Supplied passage:
______
Trucking Safety Starts at the Top

Safety is a foundational tenet of any transport company policy. Commercial truck drivers will undergo a much stricter road safety course compared to regular licensed drivers, and they are no stranger to collision mitigation systems, supplementary mirrors and defensive driving best practices – all in an effort to avoid costly, or worse, tragic accidents.

A commitment to safety on the road, however, shouldn’t only hinge on a driver’s experience and personal respect for rules; it must also come from the top. A transport company’s dedication to keeping drivers and the public safe begins with the executive team and has safety at the core of every practice, from hiring and training, to on-site rules inside the yard.

Employees who don’t wear the right gear at the right times are most likely poorly trained at the core.

Employees who don’t wear the right gear at the right times, who don’t respect defined safety zones, and those that cut corners might not necessarily be poor workers, but simply haven’t been trained properly, and need more frequent reinforcement of safety standards from above.

To create a culture of safety that resounds with truck drivers and other transport personnel, management should keep the following in mind:


  1. Hire smarter. Just about anyone can be taught how to work safely, but not everyone has a good attitude about it. Make sure new drivers understand why each and every safety precaution must be taken, and ensure they’re keen to comply. Respect for the road, the company, and fellow employees is the name of the game.
  2. Measure and monitor accidents. Even seasoned drivers will occasionally make mistakes. While it’s easy to tell drivers to be more careful, it’s also critically important to compile data about each mishap in order to better understand operations, and to make decisions based on data. It means filing accurate reports each and every time, and looking for patterns to determine if the cause was the employee, the vehicle itself, or other factors.
______
Data extract:
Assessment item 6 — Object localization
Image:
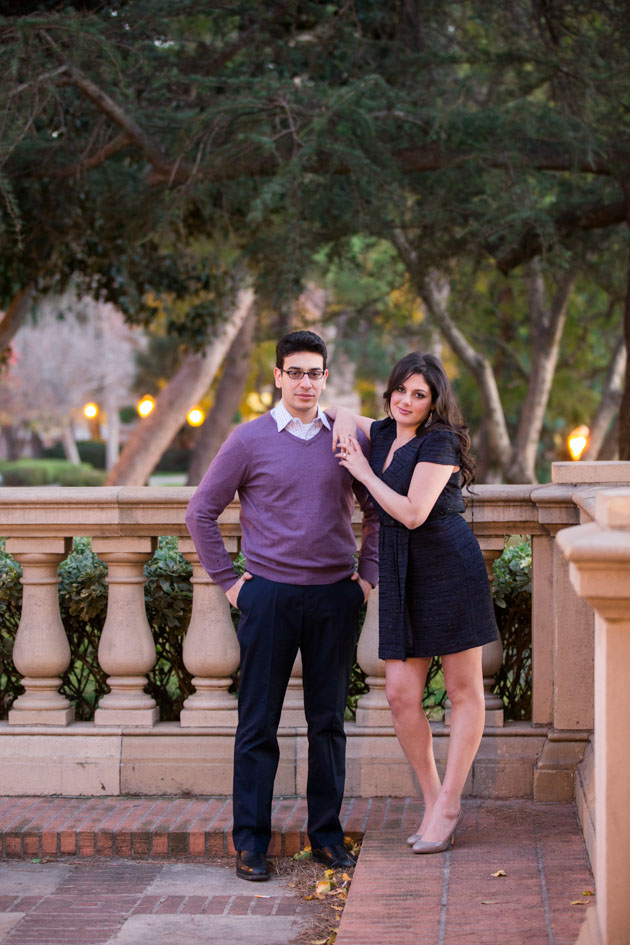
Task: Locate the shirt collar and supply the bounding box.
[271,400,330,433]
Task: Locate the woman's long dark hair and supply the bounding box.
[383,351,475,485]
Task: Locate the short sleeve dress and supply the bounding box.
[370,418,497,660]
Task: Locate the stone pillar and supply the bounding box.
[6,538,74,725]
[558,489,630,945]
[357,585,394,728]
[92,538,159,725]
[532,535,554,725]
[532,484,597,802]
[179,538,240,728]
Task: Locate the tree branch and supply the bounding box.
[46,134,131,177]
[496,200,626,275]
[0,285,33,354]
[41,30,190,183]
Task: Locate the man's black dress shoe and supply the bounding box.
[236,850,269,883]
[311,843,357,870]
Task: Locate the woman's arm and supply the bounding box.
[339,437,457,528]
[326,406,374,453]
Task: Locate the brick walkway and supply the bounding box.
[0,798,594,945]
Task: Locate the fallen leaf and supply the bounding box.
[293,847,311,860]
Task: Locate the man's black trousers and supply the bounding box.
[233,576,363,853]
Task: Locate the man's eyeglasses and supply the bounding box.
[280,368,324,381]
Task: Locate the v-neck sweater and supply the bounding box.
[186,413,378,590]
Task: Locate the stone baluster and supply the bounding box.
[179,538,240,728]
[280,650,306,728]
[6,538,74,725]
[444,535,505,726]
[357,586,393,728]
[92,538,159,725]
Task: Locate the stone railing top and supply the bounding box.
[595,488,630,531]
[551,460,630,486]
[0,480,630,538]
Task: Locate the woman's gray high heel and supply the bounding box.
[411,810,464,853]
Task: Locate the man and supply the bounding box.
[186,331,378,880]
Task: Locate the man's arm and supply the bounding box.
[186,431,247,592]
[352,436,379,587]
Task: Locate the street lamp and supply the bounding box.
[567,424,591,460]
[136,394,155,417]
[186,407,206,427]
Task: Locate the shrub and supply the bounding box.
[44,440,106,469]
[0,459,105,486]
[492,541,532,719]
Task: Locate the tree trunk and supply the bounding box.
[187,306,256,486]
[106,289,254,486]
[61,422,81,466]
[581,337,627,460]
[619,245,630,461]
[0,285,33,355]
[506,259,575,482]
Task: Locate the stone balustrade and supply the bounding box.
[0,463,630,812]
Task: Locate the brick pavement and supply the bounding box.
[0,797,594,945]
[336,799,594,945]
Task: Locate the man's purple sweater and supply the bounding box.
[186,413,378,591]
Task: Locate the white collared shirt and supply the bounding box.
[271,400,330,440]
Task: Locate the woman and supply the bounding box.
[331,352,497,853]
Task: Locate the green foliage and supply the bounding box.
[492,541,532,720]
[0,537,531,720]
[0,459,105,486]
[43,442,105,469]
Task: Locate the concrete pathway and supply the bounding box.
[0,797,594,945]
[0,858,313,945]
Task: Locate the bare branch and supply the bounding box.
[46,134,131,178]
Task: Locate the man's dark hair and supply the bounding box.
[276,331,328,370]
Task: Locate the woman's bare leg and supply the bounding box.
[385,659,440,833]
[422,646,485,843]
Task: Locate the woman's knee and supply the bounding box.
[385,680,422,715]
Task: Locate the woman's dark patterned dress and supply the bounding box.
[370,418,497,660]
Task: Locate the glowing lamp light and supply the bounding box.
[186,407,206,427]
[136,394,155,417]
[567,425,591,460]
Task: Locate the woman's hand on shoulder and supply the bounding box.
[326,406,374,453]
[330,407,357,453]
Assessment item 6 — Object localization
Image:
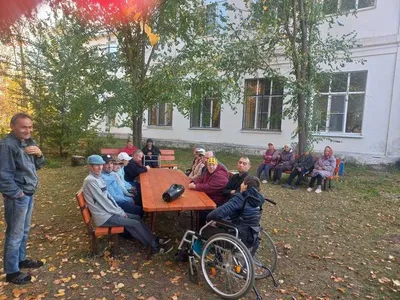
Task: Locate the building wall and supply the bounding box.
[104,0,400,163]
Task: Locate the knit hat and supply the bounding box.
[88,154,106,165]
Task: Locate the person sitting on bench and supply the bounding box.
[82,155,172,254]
______
Directions: Pick up the trucking safety article after its last sentence, continuing its numbered list of guidance for management.

Response to this task:
  3. Walk the walk, don’t just talk the talk. Managers have to abide by the same safety precautions as everyone else. Good leaders set an example for others to follow, and employees will notice if the executives play by different rules. Leadership is also about getting out of the office and taking the time to get to know employees in every department, and asking what they can do to make their work more efficient.
  4. Reinforce safety culture. Safety shouldn’t be a one-time lesson during training, but something that is taught throughout the year. Drivers should be perpetually reminded about the risks of driving while fatigued, texting and driving, and other hazards. Meetings and communications about safety should be ongoing! 
  5. Recognize great workers. The most consistently safe drivers should be publicly recognized to send the message: we care about your safety, and that of the company and the public. Positive reinforcement is key for better retention rates, it improves morale, and it helps set the standard for other drivers to follow. 
  6. Invest in the best equipment possible. Some smaller transport companies might have tight budgets that just don’t allow for new and high end equipment, but when it comes to safety, investing in quality is simply non-negotiable. 

Values and messages trickle down from the top in almost every organization. Establishing these values, then, is key. With the Covid-19 pandemic still ongoing, safety has never been a more important value to consistently promote! Make a point of talking to employees about safety at work on a more regular basis: their lives and the lives of other drivers on the road depend on it.